§ WORK REQUIRED
Your job is to write out each record exactly, leaving none out.

§ DATA UNDER STUDY
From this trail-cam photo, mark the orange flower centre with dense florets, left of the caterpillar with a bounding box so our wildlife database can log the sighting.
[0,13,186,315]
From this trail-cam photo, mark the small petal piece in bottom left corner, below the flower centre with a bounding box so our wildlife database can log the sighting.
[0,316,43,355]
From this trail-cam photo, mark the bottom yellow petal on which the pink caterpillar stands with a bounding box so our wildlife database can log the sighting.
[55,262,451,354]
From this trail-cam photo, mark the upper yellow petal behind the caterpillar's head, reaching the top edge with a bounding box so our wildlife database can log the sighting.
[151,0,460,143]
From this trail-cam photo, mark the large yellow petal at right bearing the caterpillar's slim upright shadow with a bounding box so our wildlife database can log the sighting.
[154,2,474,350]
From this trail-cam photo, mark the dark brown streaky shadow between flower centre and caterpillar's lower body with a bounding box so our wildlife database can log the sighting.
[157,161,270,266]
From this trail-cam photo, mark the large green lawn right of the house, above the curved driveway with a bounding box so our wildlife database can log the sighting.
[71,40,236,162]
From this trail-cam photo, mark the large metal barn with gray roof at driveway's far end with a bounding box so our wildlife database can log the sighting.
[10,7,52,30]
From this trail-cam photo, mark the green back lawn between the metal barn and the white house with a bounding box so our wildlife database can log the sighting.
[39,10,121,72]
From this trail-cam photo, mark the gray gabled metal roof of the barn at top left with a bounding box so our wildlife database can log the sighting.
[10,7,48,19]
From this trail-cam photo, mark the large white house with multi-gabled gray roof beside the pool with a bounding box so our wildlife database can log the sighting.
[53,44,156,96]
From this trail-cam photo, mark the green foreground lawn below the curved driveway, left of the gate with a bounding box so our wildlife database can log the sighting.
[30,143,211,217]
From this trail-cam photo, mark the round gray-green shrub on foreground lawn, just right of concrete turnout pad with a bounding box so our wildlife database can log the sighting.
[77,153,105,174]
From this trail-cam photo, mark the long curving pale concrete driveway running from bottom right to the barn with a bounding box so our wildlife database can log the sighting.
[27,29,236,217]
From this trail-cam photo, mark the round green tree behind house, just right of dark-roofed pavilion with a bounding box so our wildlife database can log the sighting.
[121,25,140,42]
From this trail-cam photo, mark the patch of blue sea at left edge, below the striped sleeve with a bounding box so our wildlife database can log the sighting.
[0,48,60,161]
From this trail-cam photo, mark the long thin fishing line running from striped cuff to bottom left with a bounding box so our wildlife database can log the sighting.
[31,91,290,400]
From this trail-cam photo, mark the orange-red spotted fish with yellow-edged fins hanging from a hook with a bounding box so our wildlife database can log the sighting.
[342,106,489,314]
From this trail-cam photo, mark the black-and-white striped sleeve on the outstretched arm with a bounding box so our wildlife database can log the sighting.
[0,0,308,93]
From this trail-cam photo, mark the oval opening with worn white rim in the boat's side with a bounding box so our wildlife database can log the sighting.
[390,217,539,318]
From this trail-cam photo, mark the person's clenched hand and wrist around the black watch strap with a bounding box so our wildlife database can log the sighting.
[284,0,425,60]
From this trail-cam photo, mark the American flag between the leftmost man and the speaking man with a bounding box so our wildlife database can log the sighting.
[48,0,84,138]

§ PROBLEM SOLUTION
From this trail-cam photo, mark the orange flower centre with dense florets, left of the caterpillar with a bounding box so our wildlife database can log the sighting.
[0,13,186,315]
From this trail-cam photo, mark the small petal piece in bottom left corner, below the flower centre with a bounding box so our wildlife database can log the sighting.
[0,316,43,355]
From this trail-cam photo, mark the bottom yellow petal on which the pink caterpillar stands with a bounding box so our wildlife database can log the sighting.
[55,262,451,354]
From this trail-cam photo, mark the upper yellow petal behind the caterpillar's head, reaching the top edge with a bounding box so our wildlife database can log the sighting.
[151,0,460,143]
From this trail-cam photo, mark the large yellow petal at right bearing the caterpillar's slim upright shadow with a bounding box so our wildlife database can log the sighting.
[154,2,474,350]
From this trail-cam photo, mark the dark brown streaky shadow between flower centre and caterpillar's lower body with a bounding box so our wildlife database can log the sighting.
[157,161,270,266]
From this trail-cam photo, mark the large green lawn right of the house, above the curved driveway with a bounding box so our wildlife database can log the sighting.
[71,40,236,162]
From this trail-cam photo, mark the large metal barn with gray roof at driveway's far end with a bounding box so our wildlife database can log the sighting.
[10,7,52,30]
From this trail-cam photo, mark the green back lawn between the metal barn and the white house with a bounding box so our wildlife database can log the sighting.
[39,10,121,72]
From this trail-cam photo, mark the gray gabled metal roof of the barn at top left with a bounding box so our wildlife database can log the sighting.
[10,7,48,19]
From this trail-cam photo, mark the large white house with multi-gabled gray roof beside the pool with a bounding box so our wildlife database can log the sighting.
[53,44,156,96]
From this trail-cam photo, mark the green foreground lawn below the curved driveway, left of the gate with a bounding box so our wildlife database can log the sighting.
[30,143,211,217]
From this trail-cam photo, mark the round gray-green shrub on foreground lawn, just right of concrete turnout pad with a bounding box so our wildlife database can log the sighting.
[77,153,105,174]
From this trail-cam photo, mark the long curving pale concrete driveway running from bottom right to the barn with a bounding box so our wildlife database can log the sighting.
[27,29,236,217]
From this trail-cam photo, mark the round green tree behind house, just right of dark-roofed pavilion with a bounding box so our wildlife database can log the sighting.
[121,25,140,42]
From this trail-cam photo, mark the patch of blue sea at left edge, below the striped sleeve with a bounding box so our wildlife database can log the sighting.
[0,48,60,161]
From this trail-cam photo, mark the long thin fishing line running from striped cuff to bottom left with a bounding box so our wildlife database can log the sighting.
[31,91,290,400]
From this trail-cam photo, mark the orange-red spotted fish with yellow-edged fins hanging from a hook with a bounding box so our wildlife database can log the sighting.
[342,106,489,314]
From this trail-cam photo, mark the black-and-white striped sleeve on the outstretched arm with a bounding box so our wildlife database can log the sighting.
[0,0,308,93]
From this trail-cam photo, mark the oval opening with worn white rim in the boat's side with a bounding box so our wildlife database can log the sighting.
[390,217,539,318]
From this trail-cam photo, mark the person's clenched hand and wrist around the black watch strap with a bounding box so our wildlife database can log the sighting.
[284,0,425,60]
From this trail-cam photo, mark the American flag between the leftmost man and the speaking man with a bounding box so our wildlife database can log the sighting.
[48,0,84,138]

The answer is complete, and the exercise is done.